## 练习短文
__________

疾病与幸福

罗素(Bertrand Russell,1872—1970)说过,通往幸福之路的第一条便是健康。他认为疾病影响人的心情,并使人感到痛苦。有的疾病能忍受,有的则不能。我不清楚罗素是否生过病,反正他活了很大年纪,快100岁了。即使有过什么病大概也都属于能够医治好的,比如说他49岁来在中国讲学时,为显示绅士风度而“耍单”得了肺炎,高烧二周昏迷不醒,差点没回去了。要不是德国医生的医术,要不是洛克菲勒研究院的抗肺炎血清,这位世界级的哲学家或许也就在中国“折了腰”。病好之后,这位中年人因体弱持杖而行,绅士派头荡然无存,可想当时他的心境。有了这场大病的经验,他才如是说。在我看来,有病是不能让人心气太高。也就无从谈论正常人眼中的“幸福”。但是,有病也不是就没有幸福可言,这一点我们应把罗素的话看得轻一点。

__________

## 所附记录

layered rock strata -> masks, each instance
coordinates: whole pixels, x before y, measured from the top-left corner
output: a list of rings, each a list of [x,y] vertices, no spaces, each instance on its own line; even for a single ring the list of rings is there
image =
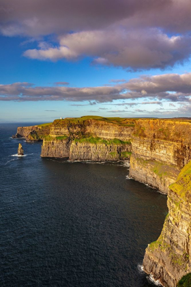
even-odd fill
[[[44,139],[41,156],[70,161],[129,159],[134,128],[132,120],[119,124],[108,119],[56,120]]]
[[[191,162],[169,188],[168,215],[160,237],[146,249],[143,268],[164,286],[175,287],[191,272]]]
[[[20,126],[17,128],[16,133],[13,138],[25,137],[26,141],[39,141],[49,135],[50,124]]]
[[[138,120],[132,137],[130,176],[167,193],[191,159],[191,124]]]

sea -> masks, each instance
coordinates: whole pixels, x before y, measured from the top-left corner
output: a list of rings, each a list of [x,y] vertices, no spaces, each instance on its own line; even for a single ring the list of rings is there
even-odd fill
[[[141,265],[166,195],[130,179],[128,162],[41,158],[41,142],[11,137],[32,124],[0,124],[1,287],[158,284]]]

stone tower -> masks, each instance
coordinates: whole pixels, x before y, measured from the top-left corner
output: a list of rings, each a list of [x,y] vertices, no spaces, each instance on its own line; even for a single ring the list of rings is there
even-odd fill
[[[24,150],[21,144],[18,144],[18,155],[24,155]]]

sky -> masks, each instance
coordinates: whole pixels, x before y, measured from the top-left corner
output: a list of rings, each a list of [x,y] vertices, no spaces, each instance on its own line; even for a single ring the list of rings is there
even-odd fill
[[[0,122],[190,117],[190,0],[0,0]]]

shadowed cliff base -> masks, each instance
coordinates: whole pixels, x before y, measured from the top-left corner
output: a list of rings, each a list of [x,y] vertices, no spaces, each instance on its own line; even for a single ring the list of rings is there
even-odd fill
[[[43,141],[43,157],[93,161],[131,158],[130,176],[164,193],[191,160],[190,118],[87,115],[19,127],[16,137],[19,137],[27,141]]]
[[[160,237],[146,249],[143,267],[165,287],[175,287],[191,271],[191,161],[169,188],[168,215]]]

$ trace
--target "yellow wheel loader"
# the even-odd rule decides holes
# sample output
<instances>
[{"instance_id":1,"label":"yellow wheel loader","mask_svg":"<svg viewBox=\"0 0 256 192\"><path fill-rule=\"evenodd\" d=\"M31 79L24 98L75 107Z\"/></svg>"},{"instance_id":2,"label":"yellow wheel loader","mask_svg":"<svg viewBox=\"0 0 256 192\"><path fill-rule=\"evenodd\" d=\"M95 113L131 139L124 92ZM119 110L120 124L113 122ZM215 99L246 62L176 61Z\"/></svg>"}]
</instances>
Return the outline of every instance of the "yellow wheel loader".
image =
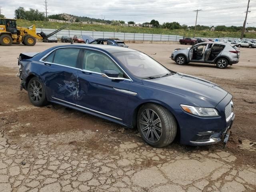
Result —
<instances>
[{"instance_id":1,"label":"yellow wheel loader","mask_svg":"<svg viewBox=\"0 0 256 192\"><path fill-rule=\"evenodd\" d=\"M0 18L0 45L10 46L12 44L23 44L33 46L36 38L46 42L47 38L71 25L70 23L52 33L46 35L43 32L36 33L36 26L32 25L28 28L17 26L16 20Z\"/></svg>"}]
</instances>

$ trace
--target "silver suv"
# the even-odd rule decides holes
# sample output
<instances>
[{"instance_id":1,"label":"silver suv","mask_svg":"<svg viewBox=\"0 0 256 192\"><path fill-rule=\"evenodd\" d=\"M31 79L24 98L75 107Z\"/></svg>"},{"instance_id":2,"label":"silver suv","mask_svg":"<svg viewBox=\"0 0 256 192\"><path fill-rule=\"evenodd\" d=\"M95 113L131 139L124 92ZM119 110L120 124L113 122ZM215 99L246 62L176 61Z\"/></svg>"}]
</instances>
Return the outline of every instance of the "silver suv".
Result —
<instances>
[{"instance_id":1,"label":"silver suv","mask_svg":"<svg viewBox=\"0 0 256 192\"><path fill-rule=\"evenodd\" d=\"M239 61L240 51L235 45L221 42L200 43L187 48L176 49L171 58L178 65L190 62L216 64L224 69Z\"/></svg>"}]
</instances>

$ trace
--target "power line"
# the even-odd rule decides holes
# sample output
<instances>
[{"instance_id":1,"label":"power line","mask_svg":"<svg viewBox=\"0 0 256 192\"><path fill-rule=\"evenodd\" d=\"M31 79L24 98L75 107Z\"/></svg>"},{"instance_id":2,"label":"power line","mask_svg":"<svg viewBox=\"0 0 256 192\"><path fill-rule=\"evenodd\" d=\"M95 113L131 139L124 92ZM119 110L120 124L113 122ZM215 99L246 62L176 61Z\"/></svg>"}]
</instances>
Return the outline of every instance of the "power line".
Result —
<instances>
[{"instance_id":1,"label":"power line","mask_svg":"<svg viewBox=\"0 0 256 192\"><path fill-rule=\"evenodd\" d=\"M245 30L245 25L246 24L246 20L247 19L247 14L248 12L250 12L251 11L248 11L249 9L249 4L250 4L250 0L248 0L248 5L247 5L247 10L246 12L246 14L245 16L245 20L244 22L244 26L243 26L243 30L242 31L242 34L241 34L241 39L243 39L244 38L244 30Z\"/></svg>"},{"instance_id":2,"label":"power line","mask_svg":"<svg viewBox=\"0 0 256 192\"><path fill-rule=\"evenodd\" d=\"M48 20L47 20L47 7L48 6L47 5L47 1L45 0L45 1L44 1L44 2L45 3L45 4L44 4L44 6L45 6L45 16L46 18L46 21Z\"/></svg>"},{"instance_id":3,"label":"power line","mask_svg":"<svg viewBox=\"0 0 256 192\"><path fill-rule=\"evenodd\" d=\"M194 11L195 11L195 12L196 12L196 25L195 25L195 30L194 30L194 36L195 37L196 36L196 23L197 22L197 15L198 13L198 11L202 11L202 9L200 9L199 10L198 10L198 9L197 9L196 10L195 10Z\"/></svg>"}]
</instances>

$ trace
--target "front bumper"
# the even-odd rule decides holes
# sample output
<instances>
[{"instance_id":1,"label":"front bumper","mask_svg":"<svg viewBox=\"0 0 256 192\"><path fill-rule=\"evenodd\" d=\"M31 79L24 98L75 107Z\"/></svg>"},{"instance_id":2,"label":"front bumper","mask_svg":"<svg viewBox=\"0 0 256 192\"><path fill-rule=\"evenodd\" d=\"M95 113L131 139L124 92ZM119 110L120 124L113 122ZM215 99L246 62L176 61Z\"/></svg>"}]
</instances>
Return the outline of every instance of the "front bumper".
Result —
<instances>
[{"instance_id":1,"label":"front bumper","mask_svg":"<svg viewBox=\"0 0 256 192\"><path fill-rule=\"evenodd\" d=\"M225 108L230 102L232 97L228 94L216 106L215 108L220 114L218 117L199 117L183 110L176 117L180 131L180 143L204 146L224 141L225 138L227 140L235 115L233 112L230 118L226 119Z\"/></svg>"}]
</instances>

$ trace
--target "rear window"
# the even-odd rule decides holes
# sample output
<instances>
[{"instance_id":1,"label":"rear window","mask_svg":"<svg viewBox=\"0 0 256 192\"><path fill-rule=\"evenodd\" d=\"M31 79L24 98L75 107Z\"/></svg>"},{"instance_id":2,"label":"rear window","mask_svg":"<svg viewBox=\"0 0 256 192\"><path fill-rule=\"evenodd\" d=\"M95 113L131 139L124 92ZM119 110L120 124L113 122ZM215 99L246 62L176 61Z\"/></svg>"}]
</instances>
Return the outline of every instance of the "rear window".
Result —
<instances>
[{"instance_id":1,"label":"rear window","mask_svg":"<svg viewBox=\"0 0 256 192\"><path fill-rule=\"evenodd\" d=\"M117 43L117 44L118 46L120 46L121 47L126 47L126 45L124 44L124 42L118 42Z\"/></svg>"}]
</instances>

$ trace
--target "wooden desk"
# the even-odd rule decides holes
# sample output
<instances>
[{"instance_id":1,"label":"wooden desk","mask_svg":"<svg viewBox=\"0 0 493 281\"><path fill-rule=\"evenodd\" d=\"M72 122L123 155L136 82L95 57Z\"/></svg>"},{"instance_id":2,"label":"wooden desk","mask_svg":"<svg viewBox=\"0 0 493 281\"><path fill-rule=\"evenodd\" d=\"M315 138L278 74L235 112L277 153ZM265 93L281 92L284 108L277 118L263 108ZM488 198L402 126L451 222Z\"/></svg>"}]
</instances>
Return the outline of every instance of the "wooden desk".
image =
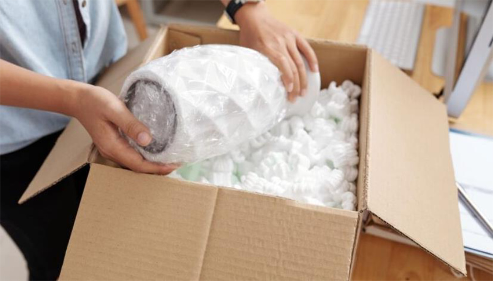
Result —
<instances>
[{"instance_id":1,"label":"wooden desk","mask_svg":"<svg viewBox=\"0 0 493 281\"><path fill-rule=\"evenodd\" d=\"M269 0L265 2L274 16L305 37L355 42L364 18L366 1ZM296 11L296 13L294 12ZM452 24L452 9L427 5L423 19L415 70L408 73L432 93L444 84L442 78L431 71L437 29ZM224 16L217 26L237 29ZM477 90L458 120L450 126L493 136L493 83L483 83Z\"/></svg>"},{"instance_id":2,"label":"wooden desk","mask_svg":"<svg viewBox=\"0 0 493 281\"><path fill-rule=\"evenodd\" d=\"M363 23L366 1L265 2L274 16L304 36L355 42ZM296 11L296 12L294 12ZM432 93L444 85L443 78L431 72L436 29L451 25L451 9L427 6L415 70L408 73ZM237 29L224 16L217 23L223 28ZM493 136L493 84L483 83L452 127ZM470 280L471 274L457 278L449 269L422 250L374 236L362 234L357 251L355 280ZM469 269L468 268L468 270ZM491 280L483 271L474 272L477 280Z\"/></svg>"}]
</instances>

__________

## 思考练习
1. 将《疾病与幸福》一文中以“罗素(Bertrand Russell,1872—1970)说过”开头的段落压缩改写,保留其主要事实。
2. 从《疾病与幸福》一文的最后一句之后接着往下写。

## 练习答案
1. 罗素认为,通往幸福之路的第一条是健康,疾病会影响心情、使人痛苦,有的病能忍受,有的不能。他活到近百岁。49岁来中国讲学时,他因“耍单”患上肺炎,高烧两周、昏迷不醒,靠德国医生的医术和洛克菲勒研究院的抗肺炎血清才得以痊愈。病好后他体弱持杖,绅士派头荡然无存。正是有了这场大病的经验,他才说出上述的话。作者认为,有病会让人心气不高,难以谈论常人眼中的“幸福”;但有病并非就没有幸福可言,对罗素的话应看得轻一点。

2.
有病故然是无可奈何的事情,尤其是有慢性病,治也治不好,死也死不了,只有活受。在这种心境下,似乎不大可能向正常人那样追求我所谓的主动的幸福,因为有病的人没有那么多“本钱”。可是在追求被动的幸福方面,有病的人似乎要比没病的人更有优势。这使我想起20世纪自由派哲学家和思想家伯林爵士(Sir Isaiah Berlin,1909-1997)关于“被动的自由”(passiveliberty)的观点。一个人的外在环境如果不给他一种充分表现的机会,那么他是不是就没有自由了呢?在伯林看来,自由与生存还是生存为第一位的,只有顺时保身,顽强生存才能谈得上其他,而自由则是“其他”之一。因而,无论是在奥威尔式的还是斯大林式的政治氛围中,求生要比求自由更重要。《飘》(Gone with the Wind)中有关“荞麦”和“小麦”的比喻也是非常形象的。当大风吹过来时,荞麦匍匐在地,而小麦则依然挺直腰杆,大风过后,小麦则吹折了,而荞麦则挺直了。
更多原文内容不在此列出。